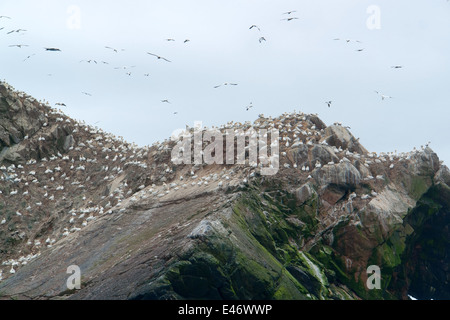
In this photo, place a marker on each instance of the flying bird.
(89, 61)
(113, 49)
(226, 84)
(29, 57)
(18, 30)
(159, 57)
(383, 96)
(124, 67)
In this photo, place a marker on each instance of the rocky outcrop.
(141, 227)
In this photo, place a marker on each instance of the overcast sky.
(298, 67)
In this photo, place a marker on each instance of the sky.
(298, 67)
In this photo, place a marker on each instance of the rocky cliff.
(141, 227)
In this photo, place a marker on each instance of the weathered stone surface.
(340, 137)
(140, 227)
(304, 193)
(342, 174)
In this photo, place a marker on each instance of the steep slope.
(141, 227)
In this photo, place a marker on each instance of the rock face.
(140, 227)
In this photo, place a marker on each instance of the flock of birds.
(97, 155)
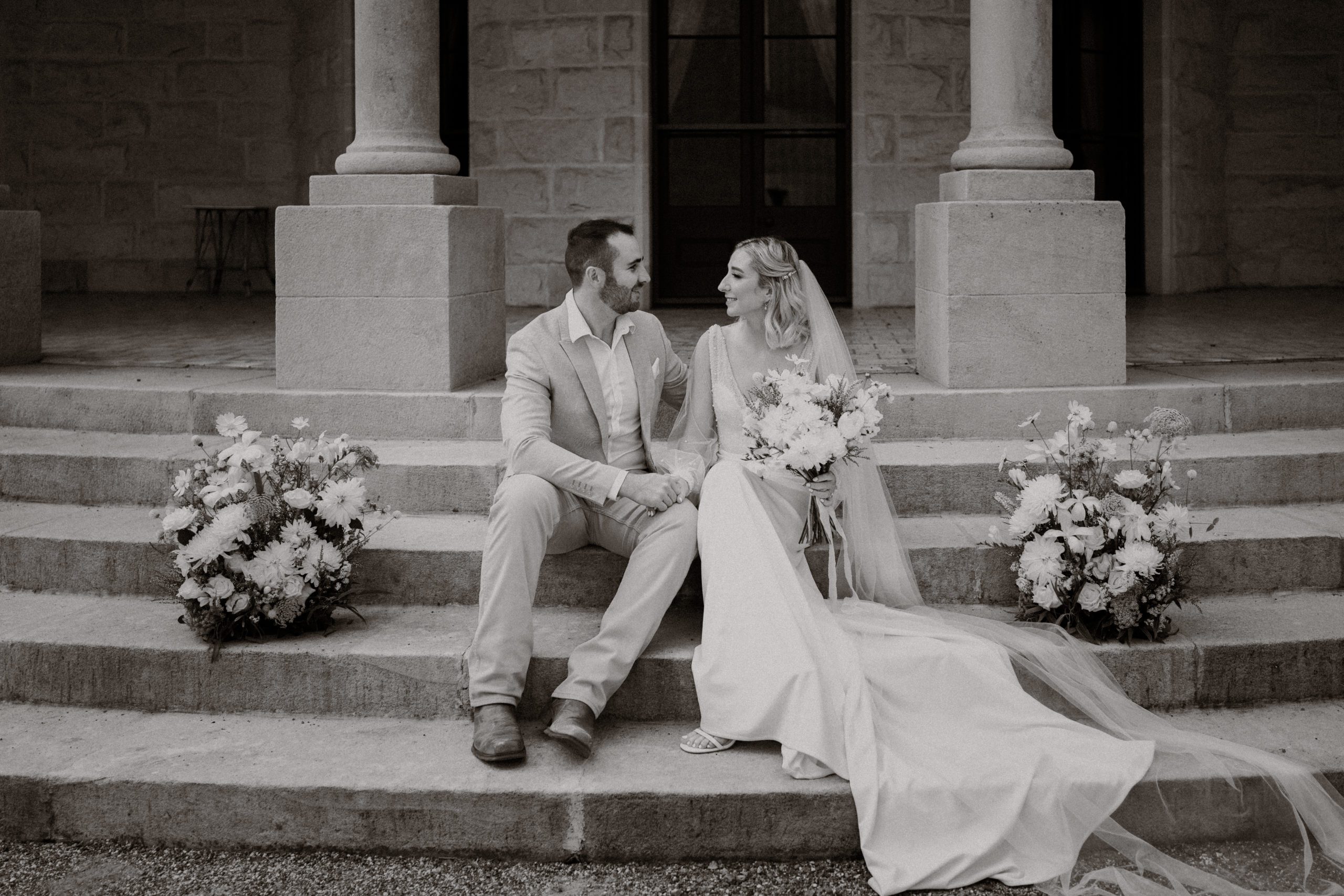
****************
* **Work instructions**:
Your copy must hold exactly the lines from the one with "the rocky cliff." to the end of the records above, both included, and no pictures.

* **Solved exercise**:
In this photo, place a marker on each instance of the rocky cliff.
(141, 227)
In this photo, place a marker on each instance of the weathered stone surface.
(340, 137)
(140, 227)
(304, 193)
(342, 174)
In this photo, place a marker on each instance of the steep slope.
(141, 227)
In this photo, place a marker on each instance of the rock face.
(140, 227)
In this photo, place a marker on each instance of the flock of birds.
(97, 155)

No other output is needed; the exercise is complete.